■ **THE EXERCISE**
Reproduce exactly the lines below, starting at the line that contains "# point at: sandhill crane (one per instance)" and ending with the last line of the records, both included; leave out any pictures.

■ **MATERIAL PROVIDED**
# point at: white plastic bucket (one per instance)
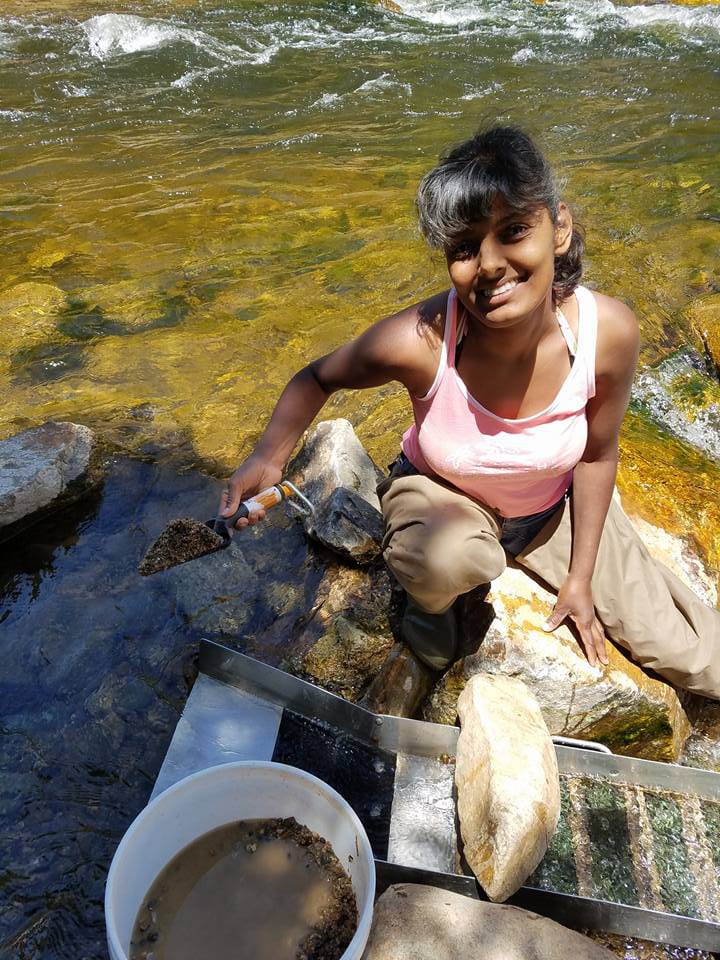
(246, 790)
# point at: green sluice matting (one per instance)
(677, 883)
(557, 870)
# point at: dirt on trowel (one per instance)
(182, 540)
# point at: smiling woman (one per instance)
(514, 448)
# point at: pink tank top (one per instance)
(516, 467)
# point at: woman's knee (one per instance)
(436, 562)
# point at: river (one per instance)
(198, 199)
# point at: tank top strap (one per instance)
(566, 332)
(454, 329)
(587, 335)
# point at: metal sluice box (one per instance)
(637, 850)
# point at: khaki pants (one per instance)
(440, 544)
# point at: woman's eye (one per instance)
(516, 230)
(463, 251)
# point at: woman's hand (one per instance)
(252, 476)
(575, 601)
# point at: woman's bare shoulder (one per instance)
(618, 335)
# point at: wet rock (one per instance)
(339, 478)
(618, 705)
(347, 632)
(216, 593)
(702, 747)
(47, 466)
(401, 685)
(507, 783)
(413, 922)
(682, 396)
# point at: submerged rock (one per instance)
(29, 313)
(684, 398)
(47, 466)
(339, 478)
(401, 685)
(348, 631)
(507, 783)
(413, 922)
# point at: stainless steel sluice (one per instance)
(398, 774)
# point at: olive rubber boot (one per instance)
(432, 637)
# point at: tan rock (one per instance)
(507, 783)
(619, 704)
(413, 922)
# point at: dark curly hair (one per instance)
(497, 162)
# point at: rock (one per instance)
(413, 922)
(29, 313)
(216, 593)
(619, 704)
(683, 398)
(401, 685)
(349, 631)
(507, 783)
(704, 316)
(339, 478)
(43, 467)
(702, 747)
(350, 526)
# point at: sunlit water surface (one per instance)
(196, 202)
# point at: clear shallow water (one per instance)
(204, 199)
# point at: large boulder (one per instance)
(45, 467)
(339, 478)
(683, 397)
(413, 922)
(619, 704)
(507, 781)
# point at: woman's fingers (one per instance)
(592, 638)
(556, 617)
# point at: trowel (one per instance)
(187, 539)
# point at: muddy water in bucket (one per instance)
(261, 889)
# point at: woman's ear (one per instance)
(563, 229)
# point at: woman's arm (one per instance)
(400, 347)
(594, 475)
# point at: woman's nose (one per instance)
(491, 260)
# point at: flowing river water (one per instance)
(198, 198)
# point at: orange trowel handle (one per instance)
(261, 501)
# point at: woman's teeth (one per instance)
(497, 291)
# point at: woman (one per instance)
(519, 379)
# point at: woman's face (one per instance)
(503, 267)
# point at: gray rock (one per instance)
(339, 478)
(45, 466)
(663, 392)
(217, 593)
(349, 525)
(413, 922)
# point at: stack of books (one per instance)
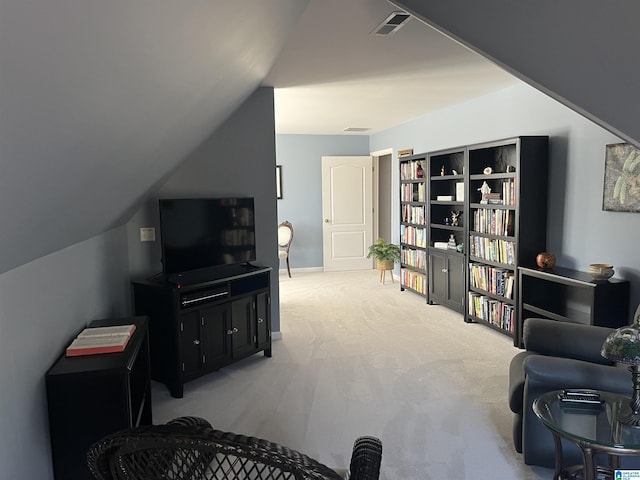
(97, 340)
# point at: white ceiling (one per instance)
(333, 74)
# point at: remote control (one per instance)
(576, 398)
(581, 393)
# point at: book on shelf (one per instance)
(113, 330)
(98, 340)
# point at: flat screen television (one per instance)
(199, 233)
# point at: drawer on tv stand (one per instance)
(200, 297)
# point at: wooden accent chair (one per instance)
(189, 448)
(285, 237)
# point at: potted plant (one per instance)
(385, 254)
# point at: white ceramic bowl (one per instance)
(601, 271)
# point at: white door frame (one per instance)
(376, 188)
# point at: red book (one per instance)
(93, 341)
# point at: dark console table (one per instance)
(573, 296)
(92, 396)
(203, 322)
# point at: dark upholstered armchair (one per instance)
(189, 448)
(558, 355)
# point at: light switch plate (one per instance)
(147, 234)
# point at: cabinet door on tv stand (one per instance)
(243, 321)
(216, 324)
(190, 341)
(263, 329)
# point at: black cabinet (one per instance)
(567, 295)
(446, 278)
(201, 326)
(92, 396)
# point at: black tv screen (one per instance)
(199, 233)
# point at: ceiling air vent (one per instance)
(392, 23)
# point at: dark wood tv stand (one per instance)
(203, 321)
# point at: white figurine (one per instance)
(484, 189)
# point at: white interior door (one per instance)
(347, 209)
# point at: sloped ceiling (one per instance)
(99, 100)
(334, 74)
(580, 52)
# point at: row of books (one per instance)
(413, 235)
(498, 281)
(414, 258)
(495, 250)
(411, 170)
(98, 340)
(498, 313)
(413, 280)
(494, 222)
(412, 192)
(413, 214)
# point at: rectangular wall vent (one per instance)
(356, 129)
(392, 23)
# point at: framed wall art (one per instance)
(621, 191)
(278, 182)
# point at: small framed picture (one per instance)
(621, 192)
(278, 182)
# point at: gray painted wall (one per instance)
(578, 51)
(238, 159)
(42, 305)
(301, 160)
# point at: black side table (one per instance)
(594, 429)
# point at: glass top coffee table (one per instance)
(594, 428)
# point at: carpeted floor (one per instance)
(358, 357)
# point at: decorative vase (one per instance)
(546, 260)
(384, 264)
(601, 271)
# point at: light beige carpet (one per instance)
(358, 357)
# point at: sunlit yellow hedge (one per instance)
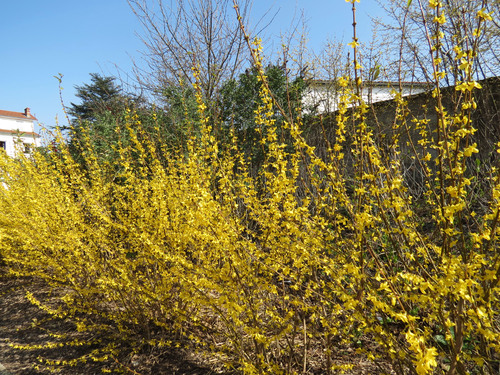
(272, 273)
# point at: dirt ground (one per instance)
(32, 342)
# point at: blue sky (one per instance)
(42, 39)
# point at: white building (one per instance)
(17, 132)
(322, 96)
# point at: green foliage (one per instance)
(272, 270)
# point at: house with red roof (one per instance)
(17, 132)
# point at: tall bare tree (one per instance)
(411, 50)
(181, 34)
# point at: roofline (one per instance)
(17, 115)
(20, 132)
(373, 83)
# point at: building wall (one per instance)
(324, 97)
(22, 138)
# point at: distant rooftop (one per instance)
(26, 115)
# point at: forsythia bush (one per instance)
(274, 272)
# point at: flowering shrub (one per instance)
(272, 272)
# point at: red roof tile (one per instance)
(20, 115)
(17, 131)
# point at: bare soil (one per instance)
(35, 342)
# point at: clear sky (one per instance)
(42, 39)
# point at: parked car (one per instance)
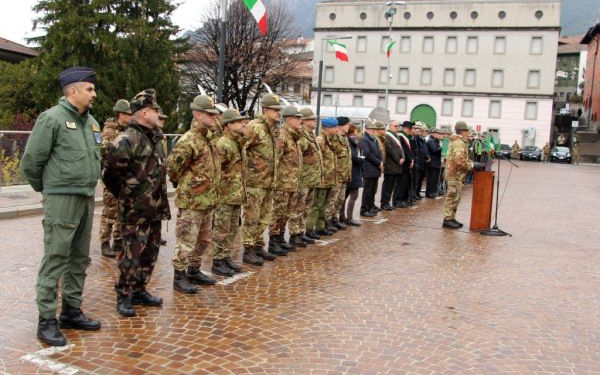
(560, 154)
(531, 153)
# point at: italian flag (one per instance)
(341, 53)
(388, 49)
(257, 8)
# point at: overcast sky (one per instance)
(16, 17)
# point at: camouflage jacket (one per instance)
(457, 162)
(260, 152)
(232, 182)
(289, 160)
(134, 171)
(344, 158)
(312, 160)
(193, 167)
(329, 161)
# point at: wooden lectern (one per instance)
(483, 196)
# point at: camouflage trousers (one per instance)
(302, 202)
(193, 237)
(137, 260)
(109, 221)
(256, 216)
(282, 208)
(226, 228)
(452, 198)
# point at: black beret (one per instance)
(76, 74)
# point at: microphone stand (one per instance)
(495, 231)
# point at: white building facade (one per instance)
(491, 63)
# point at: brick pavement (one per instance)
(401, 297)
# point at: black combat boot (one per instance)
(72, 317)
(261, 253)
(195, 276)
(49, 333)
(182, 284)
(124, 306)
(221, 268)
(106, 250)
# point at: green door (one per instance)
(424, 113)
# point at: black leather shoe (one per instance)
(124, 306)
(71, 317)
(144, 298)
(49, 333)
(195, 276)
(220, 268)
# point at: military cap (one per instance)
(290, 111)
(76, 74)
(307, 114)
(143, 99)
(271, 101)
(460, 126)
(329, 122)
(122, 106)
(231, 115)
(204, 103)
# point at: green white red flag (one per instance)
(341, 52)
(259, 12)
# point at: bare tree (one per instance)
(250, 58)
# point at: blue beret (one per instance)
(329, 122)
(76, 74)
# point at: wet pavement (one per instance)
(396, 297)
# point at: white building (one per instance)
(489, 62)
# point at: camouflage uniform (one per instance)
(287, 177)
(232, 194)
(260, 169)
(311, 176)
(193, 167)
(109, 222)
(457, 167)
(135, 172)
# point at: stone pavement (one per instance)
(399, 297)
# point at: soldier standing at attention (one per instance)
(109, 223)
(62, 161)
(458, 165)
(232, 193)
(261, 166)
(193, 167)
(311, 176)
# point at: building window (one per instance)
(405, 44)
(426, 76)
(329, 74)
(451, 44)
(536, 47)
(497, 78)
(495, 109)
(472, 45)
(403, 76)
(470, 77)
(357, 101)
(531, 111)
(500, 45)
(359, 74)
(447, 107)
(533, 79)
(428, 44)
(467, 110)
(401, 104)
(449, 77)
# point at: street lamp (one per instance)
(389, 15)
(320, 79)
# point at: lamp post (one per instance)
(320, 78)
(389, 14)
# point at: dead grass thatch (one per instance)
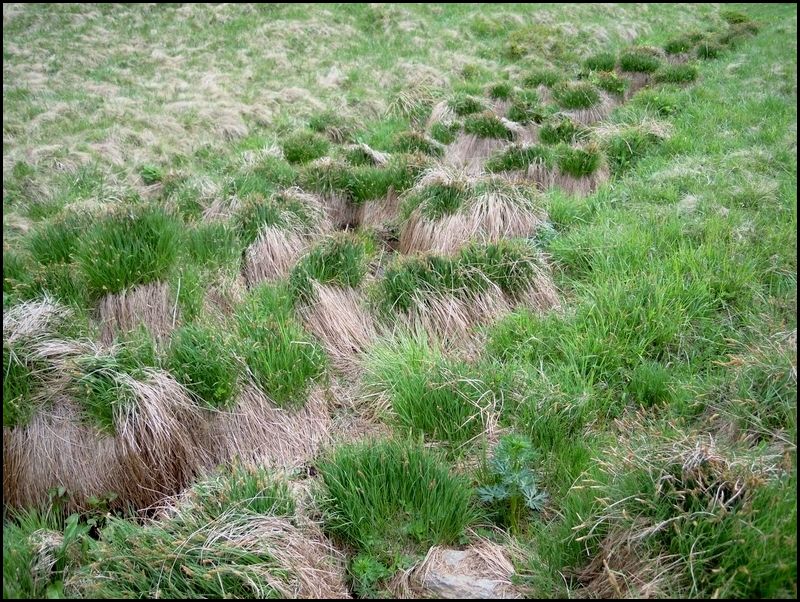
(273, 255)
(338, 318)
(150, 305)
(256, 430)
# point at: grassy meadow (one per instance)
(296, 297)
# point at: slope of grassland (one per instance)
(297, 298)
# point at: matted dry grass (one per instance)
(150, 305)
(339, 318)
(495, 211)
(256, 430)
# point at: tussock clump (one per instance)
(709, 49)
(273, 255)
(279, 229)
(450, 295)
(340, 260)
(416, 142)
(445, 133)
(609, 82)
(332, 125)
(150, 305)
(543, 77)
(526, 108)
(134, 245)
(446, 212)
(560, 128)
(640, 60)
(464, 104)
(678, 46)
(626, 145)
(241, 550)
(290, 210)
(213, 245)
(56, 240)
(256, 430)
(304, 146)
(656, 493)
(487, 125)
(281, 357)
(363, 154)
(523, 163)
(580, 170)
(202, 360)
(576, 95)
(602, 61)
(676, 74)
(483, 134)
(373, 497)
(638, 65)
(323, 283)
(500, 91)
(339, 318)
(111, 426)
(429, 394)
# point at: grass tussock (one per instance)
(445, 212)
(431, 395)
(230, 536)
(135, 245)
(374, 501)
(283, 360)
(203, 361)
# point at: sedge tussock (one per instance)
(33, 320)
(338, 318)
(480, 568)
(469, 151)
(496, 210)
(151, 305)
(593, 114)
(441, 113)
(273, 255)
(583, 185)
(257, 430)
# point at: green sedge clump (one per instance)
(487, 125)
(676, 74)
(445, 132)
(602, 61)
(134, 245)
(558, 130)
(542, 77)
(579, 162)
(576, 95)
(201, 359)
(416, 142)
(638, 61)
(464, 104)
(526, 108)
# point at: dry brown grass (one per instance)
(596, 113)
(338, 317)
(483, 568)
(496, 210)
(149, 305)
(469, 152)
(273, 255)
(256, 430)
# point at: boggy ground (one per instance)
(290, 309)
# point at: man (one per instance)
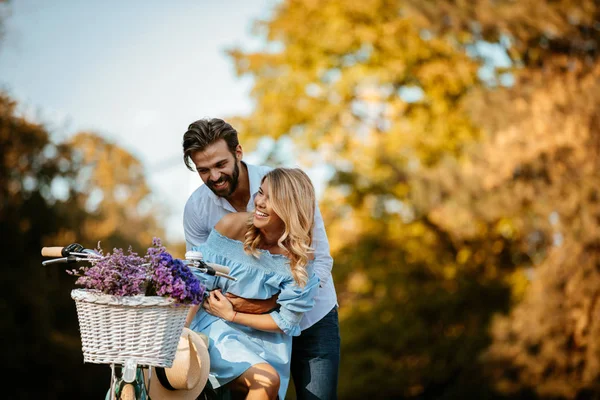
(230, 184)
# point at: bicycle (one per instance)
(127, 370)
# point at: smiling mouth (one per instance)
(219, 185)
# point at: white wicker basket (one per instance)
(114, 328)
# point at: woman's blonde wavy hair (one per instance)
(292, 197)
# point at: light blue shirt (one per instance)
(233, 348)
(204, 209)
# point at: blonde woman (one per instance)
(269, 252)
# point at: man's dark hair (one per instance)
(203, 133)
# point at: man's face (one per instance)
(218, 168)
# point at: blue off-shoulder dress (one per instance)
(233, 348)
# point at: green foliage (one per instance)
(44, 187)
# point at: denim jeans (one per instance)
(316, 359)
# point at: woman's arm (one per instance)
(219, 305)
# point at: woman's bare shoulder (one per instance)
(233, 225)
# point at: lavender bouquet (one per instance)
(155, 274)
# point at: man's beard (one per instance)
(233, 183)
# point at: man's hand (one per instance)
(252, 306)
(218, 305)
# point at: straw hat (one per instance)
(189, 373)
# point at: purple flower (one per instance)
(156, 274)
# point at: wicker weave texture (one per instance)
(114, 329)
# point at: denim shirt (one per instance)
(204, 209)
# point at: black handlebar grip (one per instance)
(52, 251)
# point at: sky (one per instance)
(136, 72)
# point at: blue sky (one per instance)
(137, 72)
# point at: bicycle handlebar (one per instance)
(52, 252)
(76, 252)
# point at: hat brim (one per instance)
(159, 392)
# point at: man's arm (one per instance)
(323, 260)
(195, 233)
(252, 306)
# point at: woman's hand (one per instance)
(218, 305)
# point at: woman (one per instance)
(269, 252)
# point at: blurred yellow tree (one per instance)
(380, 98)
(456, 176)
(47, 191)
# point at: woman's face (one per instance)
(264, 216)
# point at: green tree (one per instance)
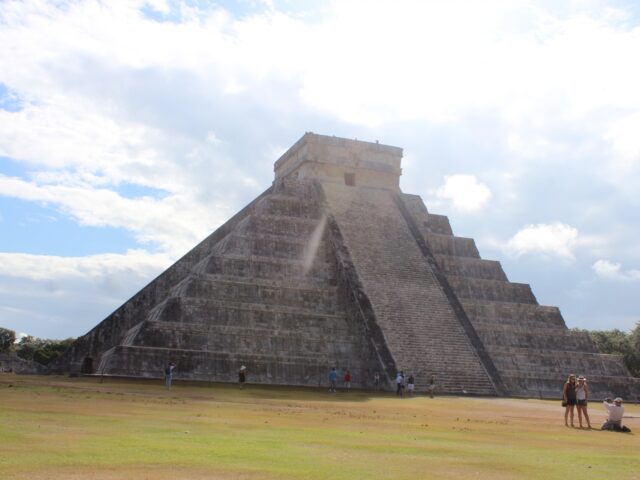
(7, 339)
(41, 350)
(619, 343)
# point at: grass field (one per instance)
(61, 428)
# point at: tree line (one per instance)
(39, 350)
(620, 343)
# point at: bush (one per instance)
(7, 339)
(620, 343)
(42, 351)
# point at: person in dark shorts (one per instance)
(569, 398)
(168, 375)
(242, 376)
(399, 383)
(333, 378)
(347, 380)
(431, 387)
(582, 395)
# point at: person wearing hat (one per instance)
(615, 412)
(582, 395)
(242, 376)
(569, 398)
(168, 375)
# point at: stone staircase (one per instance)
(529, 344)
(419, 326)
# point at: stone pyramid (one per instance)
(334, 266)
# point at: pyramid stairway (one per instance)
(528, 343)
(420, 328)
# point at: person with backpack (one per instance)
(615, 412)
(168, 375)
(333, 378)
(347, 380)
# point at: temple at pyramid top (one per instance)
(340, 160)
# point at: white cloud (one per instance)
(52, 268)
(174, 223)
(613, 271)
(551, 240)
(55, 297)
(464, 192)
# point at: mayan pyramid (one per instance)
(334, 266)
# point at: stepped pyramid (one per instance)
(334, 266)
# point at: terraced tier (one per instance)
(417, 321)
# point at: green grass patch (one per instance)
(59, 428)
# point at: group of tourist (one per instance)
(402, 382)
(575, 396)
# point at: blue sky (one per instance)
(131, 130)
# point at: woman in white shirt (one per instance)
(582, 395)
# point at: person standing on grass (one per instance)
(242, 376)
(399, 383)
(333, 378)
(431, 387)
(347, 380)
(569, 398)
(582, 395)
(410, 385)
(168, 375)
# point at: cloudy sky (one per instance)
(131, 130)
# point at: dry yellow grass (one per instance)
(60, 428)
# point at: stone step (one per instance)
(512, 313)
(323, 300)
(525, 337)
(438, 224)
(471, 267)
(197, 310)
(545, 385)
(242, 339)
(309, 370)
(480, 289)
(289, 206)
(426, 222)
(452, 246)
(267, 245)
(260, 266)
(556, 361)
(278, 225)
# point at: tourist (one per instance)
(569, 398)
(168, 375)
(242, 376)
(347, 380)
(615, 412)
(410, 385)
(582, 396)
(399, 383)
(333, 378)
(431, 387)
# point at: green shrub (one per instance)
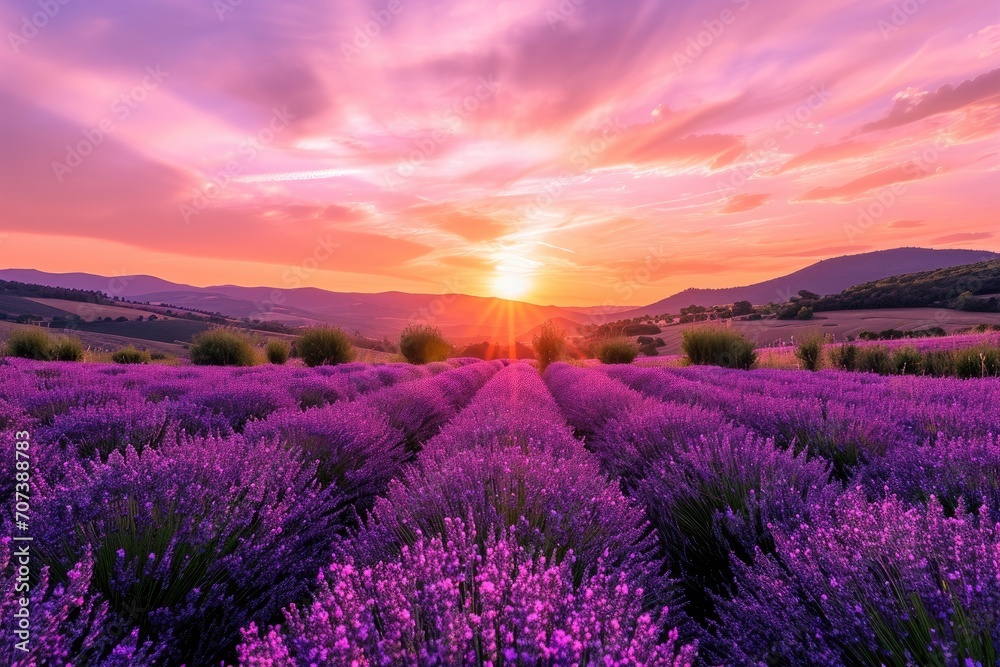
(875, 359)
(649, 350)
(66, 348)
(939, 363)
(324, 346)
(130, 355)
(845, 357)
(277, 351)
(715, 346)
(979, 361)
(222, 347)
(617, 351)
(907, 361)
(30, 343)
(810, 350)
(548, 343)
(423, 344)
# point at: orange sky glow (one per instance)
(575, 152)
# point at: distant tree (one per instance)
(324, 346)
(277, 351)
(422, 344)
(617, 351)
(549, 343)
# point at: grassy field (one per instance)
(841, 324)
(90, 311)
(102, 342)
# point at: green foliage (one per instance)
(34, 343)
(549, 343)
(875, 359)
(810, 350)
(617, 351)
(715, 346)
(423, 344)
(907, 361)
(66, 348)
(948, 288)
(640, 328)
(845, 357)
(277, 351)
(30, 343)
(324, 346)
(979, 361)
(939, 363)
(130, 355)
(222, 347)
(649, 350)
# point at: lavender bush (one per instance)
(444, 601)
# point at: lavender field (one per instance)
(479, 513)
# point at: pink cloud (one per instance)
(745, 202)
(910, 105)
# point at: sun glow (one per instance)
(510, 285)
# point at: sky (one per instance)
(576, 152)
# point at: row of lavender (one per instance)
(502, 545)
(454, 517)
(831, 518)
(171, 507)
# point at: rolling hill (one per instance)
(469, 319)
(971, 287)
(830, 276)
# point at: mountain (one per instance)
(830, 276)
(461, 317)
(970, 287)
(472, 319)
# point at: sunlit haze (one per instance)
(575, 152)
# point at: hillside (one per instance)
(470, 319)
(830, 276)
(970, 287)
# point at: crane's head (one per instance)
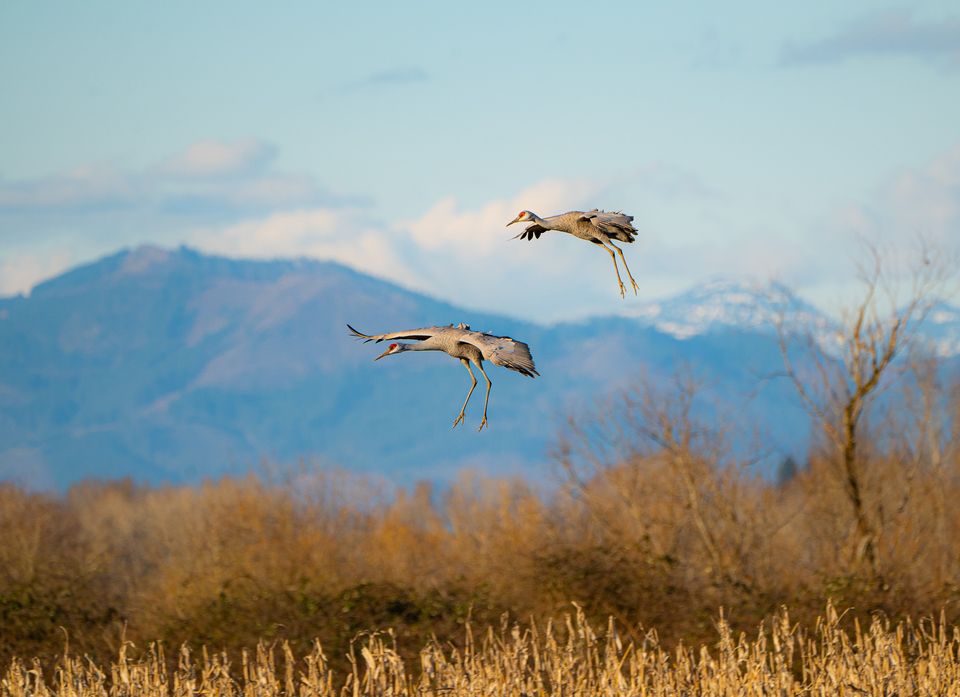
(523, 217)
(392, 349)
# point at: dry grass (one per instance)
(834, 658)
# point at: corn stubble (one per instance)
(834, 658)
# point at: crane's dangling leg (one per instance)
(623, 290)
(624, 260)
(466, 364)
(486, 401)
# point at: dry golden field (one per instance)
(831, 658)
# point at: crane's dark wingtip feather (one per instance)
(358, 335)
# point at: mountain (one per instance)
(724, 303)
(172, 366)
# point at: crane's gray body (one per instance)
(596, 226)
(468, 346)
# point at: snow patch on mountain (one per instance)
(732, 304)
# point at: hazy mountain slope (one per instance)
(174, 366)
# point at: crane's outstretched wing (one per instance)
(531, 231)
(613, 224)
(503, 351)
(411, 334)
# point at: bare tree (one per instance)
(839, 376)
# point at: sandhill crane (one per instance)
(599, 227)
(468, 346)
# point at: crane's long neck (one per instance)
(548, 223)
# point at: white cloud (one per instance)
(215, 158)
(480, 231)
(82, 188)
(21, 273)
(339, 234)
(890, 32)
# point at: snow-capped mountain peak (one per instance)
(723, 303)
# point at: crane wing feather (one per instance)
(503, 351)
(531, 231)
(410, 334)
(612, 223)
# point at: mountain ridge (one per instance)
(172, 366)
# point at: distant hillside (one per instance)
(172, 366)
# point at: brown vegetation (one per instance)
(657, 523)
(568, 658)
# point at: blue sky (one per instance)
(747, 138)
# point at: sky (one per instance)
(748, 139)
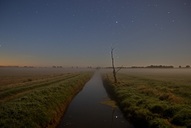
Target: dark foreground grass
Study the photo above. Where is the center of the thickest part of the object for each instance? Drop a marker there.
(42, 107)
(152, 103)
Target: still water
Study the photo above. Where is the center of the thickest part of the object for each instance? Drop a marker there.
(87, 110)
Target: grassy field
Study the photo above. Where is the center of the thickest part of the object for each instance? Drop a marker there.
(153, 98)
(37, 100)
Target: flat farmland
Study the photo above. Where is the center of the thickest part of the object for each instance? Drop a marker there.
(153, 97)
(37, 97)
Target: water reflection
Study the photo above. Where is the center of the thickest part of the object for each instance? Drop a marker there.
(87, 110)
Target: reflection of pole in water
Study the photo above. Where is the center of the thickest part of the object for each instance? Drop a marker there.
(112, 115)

■ **IN RESPONSE**
# point at: sandhill crane (one per instance)
(599, 227)
(468, 346)
# point at: crane's long neck (one per instance)
(548, 223)
# point at: white cloud (one per instance)
(215, 158)
(480, 231)
(82, 188)
(21, 273)
(339, 234)
(890, 32)
# point at: snow-capped mountain peak (one per instance)
(723, 303)
# point at: crane wing feather (one per instance)
(503, 351)
(531, 231)
(410, 334)
(612, 223)
# point at: mountain ridge (one per instance)
(172, 366)
# point at: distant hillside (one per instance)
(172, 366)
# point at: brown vegetation (one per instance)
(657, 523)
(568, 658)
# point at: blue sky (one per instance)
(747, 138)
# point at: sky (one per instance)
(748, 139)
Target: dark foreground grass
Study the photo above. Where is the center of the thickest part of the object for each instance? Drop a marker there.
(42, 107)
(152, 103)
Target: still water
Study the photo above. Where is the center of the thickest part of the object for each instance? Drop a marker there.
(87, 110)
Target: grassy field
Study the photo above. Where is the center of the thickest part of the object for each instance? Drop a marker there.
(153, 98)
(37, 100)
Target: flat farmland
Study the photo above. Where is the center of the thickest part of the object for each instance? Drop a marker there.
(153, 97)
(37, 97)
Target: water reflection
Study the photo above. Where is the center of the thickest part of the object for each instance? Drop a marker there.
(87, 110)
Target: reflection of pole in water
Study the photo above. Where is the center of the thickest part of the object for each instance? Drop a marker there.
(112, 115)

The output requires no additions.